Excerpted passage:
Cardiomyopathy is a group of diseases that affect the heart muscle. Early on there may be few or no symptoms. As the disease worsens, shortness of breath, feeling tired, and  swelling of the legs may occur, due to the onset of heart failure. An irregular heart beat and fainting may occur. Those affected are at an increased risk of sudden cardiac death.

Types of cardiomyopathy include hypertrophic cardiomyopathy, dilated cardiomyopathy, restrictive cardiomyopathy, arrhythmogenic right ventricular dysplasia, and Takotsubo cardiomyopathy (broken heart syndrome). In hypertrophic cardiomyopathy the heart muscle enlarges and thickens. In dilated cardiomyopathy the ventricles enlarge and weaken. In restrictive cardiomyopathy the ventricle stiffens.

In many cases, the cause cannot be determined. Hypertrophic cardiomyopathy is usually inherited, whereas dilated cardiomyopathy is inherited in about one third of cases. Dilated cardiomyopathy may also result from alcohol, heavy metals, coronary artery disease, cocaine use, and viral infections. Restrictive cardiomyopathy may be caused by amyloidosis, hemochromatosis, and some cancer treatments. Broken heart syndrome is caused by extreme emotional or physical stress.

Treatment depends on the type of cardiomyopathy and the severity of symptoms. Treatments may include lifestyle changes, medications, or surgery. Surgery may include a ventricular assist device or heart transplant. In 2015 cardiomyopathy and myocarditis affected 2.5 million people. Hypertrophic cardiomyopathy affects about 1 in 500 people while dilated cardiomyopathy affects 1 in 2,500. They resulted in 354,000 deaths up from 294,000 in 1990. Arrhythmogenic right ventricular dysplasia is more common in young people.

Signs and symptoms

Symptoms of cardiomyopathies may include fatigue, swelling of the lower extremities and shortness of breath after exertion. Additional symptoms of the condition may include arrhythmia, fainting, and dizziness.

Causes

Cardiomyopathies can be of genetic (familial) or non-genetic (acquired) origin. Genetic cardiomyopathies usually are caused by sarcomere or cytoskeletal diseases, neuromuscular disorders, inborn errors of metabolism, malformation syndromes and sometimes are unidentified. Non-genetic cardiomyopathies can have a definitive causes such as viral infections, myocarditis and others.

Material provided:
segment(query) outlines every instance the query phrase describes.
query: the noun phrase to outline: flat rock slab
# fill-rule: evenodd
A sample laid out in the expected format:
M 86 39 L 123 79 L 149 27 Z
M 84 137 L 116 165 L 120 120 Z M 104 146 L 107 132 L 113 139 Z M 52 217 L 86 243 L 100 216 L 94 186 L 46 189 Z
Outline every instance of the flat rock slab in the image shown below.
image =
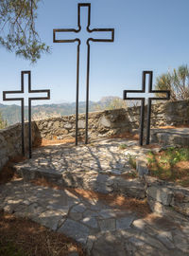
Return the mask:
M 27 217 L 81 243 L 92 256 L 189 255 L 189 220 L 121 210 L 84 199 L 74 190 L 54 190 L 24 180 L 0 186 L 0 210 Z
M 26 181 L 45 177 L 64 187 L 82 188 L 98 192 L 112 192 L 138 198 L 145 197 L 139 178 L 126 180 L 122 175 L 135 173 L 129 155 L 144 157 L 148 151 L 138 141 L 103 139 L 89 145 L 53 145 L 33 151 L 32 159 L 15 164 Z M 124 149 L 120 146 L 124 145 Z M 136 174 L 136 173 L 135 173 Z
M 152 129 L 151 140 L 162 145 L 189 145 L 189 128 Z

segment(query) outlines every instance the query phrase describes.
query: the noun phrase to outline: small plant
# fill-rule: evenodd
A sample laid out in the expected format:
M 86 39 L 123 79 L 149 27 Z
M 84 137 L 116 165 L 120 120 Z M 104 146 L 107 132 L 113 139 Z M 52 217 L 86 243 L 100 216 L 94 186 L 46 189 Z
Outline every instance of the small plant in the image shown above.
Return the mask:
M 128 147 L 127 144 L 121 144 L 121 145 L 119 145 L 119 149 L 120 149 L 120 150 L 127 149 L 127 147 Z
M 10 242 L 6 245 L 0 244 L 1 256 L 26 256 L 21 249 L 17 249 Z
M 130 154 L 127 155 L 129 165 L 136 170 L 136 156 L 131 155 Z
M 189 185 L 189 147 L 170 147 L 157 154 L 149 152 L 147 162 L 152 176 Z

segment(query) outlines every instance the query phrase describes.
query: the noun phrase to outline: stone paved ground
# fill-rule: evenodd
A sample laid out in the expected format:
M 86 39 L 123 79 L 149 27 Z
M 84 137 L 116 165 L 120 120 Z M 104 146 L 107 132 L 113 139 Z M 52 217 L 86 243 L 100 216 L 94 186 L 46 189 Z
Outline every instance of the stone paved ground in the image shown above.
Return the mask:
M 121 144 L 126 144 L 125 150 L 120 149 Z M 166 217 L 151 214 L 141 218 L 136 212 L 83 199 L 66 189 L 28 182 L 45 176 L 65 187 L 144 198 L 142 181 L 127 180 L 124 175 L 134 172 L 127 155 L 145 157 L 146 151 L 137 141 L 123 139 L 36 149 L 32 159 L 14 166 L 24 179 L 0 186 L 0 209 L 74 238 L 92 256 L 189 255 L 188 218 L 173 210 Z
M 77 147 L 54 145 L 36 149 L 33 158 L 14 167 L 26 180 L 43 177 L 66 187 L 82 188 L 99 192 L 118 192 L 144 198 L 144 185 L 139 179 L 127 181 L 124 174 L 136 174 L 129 155 L 144 157 L 147 149 L 136 140 L 106 139 Z M 125 145 L 126 149 L 120 149 Z
M 121 210 L 100 200 L 87 200 L 22 179 L 0 186 L 0 209 L 28 217 L 81 243 L 92 256 L 189 255 L 188 219 Z

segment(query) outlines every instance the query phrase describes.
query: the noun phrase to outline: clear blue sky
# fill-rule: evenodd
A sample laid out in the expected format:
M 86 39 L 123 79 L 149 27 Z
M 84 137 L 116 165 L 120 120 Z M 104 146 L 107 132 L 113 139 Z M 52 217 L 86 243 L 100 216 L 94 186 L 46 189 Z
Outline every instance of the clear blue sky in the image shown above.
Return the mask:
M 75 101 L 77 44 L 53 44 L 53 28 L 77 27 L 77 3 L 87 1 L 40 4 L 36 28 L 52 53 L 43 55 L 36 64 L 0 47 L 1 103 L 3 90 L 20 89 L 21 70 L 31 70 L 33 89 L 51 89 L 46 103 Z M 168 68 L 188 64 L 189 0 L 93 0 L 91 4 L 91 27 L 115 28 L 114 43 L 92 44 L 91 101 L 122 98 L 124 89 L 140 89 L 143 70 L 153 70 L 155 82 Z M 81 81 L 79 101 L 84 101 L 84 78 Z

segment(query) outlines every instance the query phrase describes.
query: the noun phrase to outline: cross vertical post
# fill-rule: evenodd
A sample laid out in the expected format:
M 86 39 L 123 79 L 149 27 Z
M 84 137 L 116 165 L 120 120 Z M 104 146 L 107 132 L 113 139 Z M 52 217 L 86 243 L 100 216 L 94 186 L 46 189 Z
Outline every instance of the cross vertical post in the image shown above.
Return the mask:
M 25 156 L 25 99 L 22 97 L 18 98 L 7 98 L 7 95 L 15 95 L 15 94 L 24 94 L 25 88 L 24 88 L 24 76 L 23 72 L 21 73 L 21 90 L 19 91 L 4 91 L 3 92 L 3 101 L 21 101 L 21 123 L 22 123 L 22 153 Z
M 25 98 L 23 94 L 25 93 L 25 75 L 28 76 L 28 94 L 34 93 L 46 93 L 46 97 L 28 97 L 28 149 L 29 149 L 29 158 L 32 157 L 32 132 L 31 132 L 31 101 L 39 100 L 50 100 L 50 90 L 32 90 L 31 89 L 31 72 L 22 71 L 21 72 L 21 90 L 20 91 L 4 91 L 3 101 L 20 101 L 22 102 L 22 151 L 25 155 Z M 7 98 L 7 95 L 20 94 L 18 98 Z M 22 96 L 22 97 L 21 97 Z
M 87 77 L 86 77 L 86 120 L 85 120 L 85 144 L 88 143 L 88 117 L 89 117 L 89 80 L 90 80 L 90 42 L 113 42 L 114 41 L 114 29 L 113 28 L 94 28 L 91 29 L 91 4 L 83 3 L 77 5 L 77 28 L 61 28 L 61 29 L 53 29 L 53 42 L 54 43 L 75 43 L 77 42 L 77 101 L 76 101 L 76 145 L 77 145 L 77 121 L 78 121 L 78 90 L 80 84 L 80 45 L 81 40 L 78 37 L 74 39 L 57 39 L 57 34 L 59 32 L 65 33 L 77 33 L 83 29 L 80 25 L 80 9 L 81 8 L 88 9 L 88 18 L 87 18 L 87 32 L 89 33 L 89 38 L 87 39 L 87 60 L 86 60 L 86 70 L 87 70 Z M 107 39 L 99 39 L 99 38 L 93 38 L 91 34 L 95 35 L 95 33 L 99 32 L 111 32 L 111 37 Z
M 150 138 L 150 119 L 151 119 L 151 102 L 152 101 L 168 101 L 170 100 L 170 91 L 167 90 L 153 90 L 153 72 L 152 71 L 145 71 L 145 76 L 149 75 L 148 81 L 148 93 L 150 94 L 166 94 L 165 97 L 149 97 L 147 100 L 147 129 L 146 129 L 146 145 L 149 144 Z
M 141 101 L 141 118 L 140 118 L 140 138 L 139 138 L 139 145 L 143 146 L 143 137 L 144 137 L 144 122 L 145 122 L 145 97 L 128 97 L 129 93 L 138 93 L 145 94 L 146 93 L 146 75 L 149 76 L 148 80 L 148 94 L 166 94 L 165 97 L 148 97 L 147 98 L 147 127 L 146 127 L 146 145 L 149 144 L 150 138 L 150 117 L 151 117 L 151 101 L 153 100 L 156 101 L 167 101 L 170 100 L 170 91 L 167 90 L 152 90 L 152 80 L 153 80 L 153 71 L 143 71 L 143 80 L 142 80 L 142 90 L 124 90 L 123 100 L 136 100 Z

Instructions to follow: Continue the cardiomyopathy article from its final sentence.

Output for this task:
Cardiomyopathies are either confined to the heart or are part of a generalized systemic disorder, both often leading to cardiovascular death or progressive heart failure-related disability. Other diseases that cause heart muscle dysfunction are excluded, such as coronary artery disease, hypertension, or abnormalities of the heart valves. Often, the underlying cause remains unknown, but in many cases the cause may be identifiable. Alcoholism, for example, has been identified as a cause of dilated cardiomyopathy, as has drug toxicity, and certain infections (including Hepatitis C). Untreated celiac disease can cause cardiomyopathies, which can completely reverse with a timely diagnosis. In addition to acquired causes, molecular biology and genetics have given rise to the recognition of various genetic causes.

A more clinical categorization of cardiomyopathy as 'hypertrophied', 'dilated', or 'restrictive', has become difficult to maintain because some of the conditions could fulfill more than one of those three categories at any particular stage of their development.

The current American Heart Association (AHA) definition divides cardiomyopathies into primary, which affect the heart alone, and secondary, which are the result of illness affecting other parts of the body. These categories are further broken down into subgroups which incorporate new genetic and molecular biology knowledge.

Mechanism
The pathophysiology of cardiomyopathies is better understood at the cellular level with advances in molecular techniques. Mutant proteins can disturb cardiac function in the contractile apparatus (or mechanosensitive complexes). Cardiomyocyte alterations and their persistent responses at the cellular level cause changes that are correlated with sudden cardiac death and other cardiac problems.

Cardiomyopathies are generally varied individually. Different factors can cause Cardiomyopathies in adults as well as children. To exemplify, Dilated Cardiomyopathy in adults is associated with Ischemic Cardiomyopathy, Hypertension, Valvular diseases, and Genetics. While in Children, Neuromuscular diseases such as Becker muscular dystrophy, including X-linked genetic disorder, are directly linked with their Cardiomyopathies.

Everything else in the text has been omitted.